▶ _WHAT IS NEEDED_
Pick up the passage below on gut microbiota in KK-Ay mice of different ages and continue it, starting right after the Figure 5 caption.

▶ _PROVIDED PASSAGE_

Figure 4. Gut microbiota compositions ranging from phylum to order of KK-Ay mice with different age. (A) The Circos analysis displays the gut microbiota composition at the phylum level; (B-D) The Kruskal-Wallis H test bar plots show the statistical significance of differences at the phylum, class and order level, respectively. KK_0W, KK-Ay mice at 10 weeks old; KK_2W, KK-Ay mice at 12 weeks old; KK_4W, KK-Ay mice at 14 weeks old; KK_8W, KK-Ay mice at 18 weeks old; *p < 0.05, between groups; **p < 0.01, between groups.

At the family level, the Circos analysis in Fig. 5A and bar plot in Fig. S5A indicated the increase of Lachnospiraceae, Rikenellaceae, Oscillospiracceae, Eubacterium_coprostanoligenes_group, Marinifilaceae, and Ruminococcaceae, as wells as decrease of the abundance of Lactobacillaceae, Prevotellaceae and Bacillaceae. Kruskal-Wallis H test bar plot in Fig. 5B further demonstrated the significant increase in the abundance of Lachnospiraceae, Butyricicoccaceae, Oscillospiracceae, Deferribacteraceae, Ruminococcaceae and Helicobacteraceae, decrease of the abundance of Lactobacillaceae, Saccharimonadaceae, Eggerthellaceae, Clostridiaceae, Erysipelotrichaceae, Streptococcaceae and Sphingomonadaceae. The heatmap in Fig. S5B indicated the changes of microbial composition at the genus level, and the significant difference were further calculated in Kruskal-Wallis H test in Fig. 5C. The results showed a significant higher abundance of genera Lachnospiraceae_NK4A136_group, Roseburia, Colidextribacter, Rikenellaceae_RC9_gut_group, and Oscillibacter, and lower abundance of Lactobacillus and Candidatus_Saccharimonas in KK_2W, KK_4W, and KK_8W group, when compared to KK_0W. Fig. S5C showed the Kruskal-Wallis H test bar plot analysis at the species level of KK-Ay mice with different age.

Figure 5. Gut microbiota compositions at the family and genus levels in KK-Ay mice of different ages. (A) Circos analysis depicting the gut microbiota composition at the family level; (B, C) Kruskal-Wallis H test bar plot revealing significant differences at the family and genus level, respectively. KK_0W, KK-Ay mice at 10 weeks old; KK_2W, KK-Ay mice at 12 weeks old; KK_4W, KK-Ay mice at 14 weeks old; KK_8W, KK-Ay mice at 18 weeks old; *p < 0.05, between groups; **p < 0.01, between groups.

▶ _INFORMATION GIVEN_

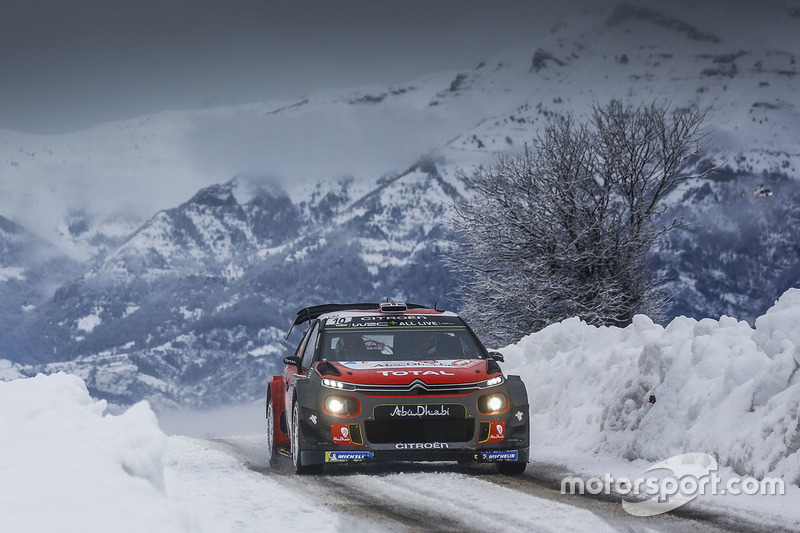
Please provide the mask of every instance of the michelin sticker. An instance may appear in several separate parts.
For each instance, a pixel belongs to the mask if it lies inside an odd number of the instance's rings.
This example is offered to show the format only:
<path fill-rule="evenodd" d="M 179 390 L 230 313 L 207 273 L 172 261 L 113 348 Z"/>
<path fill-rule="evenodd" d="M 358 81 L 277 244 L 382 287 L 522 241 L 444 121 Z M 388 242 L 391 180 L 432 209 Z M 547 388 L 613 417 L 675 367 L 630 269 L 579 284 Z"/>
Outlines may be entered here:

▶ _THE ANSWER_
The Gut Microbial Diversity of Antibiotic-Treated Model

To evaluate the efficacy of the antibiotic-treated model, colonic contents were collected from mice before and after antibiotic intervention. Subsequently, aerobic and anaerobic cultivation was conducted to determine the bacterial count per unit mass. The results in Fig. 6A demonstrated a significant decrease in bacterial count after intervention compared to before, indicating a total removal rate of up to 99.99% (data were attached in Table S1 and Table S2). Additionally, DNA extraction from colonic contents was performed for agarose gel electrophoresis. As illustrated in Fig. 6B, a noticeable decrease in DNA quantity was observed after antibiotic intervention.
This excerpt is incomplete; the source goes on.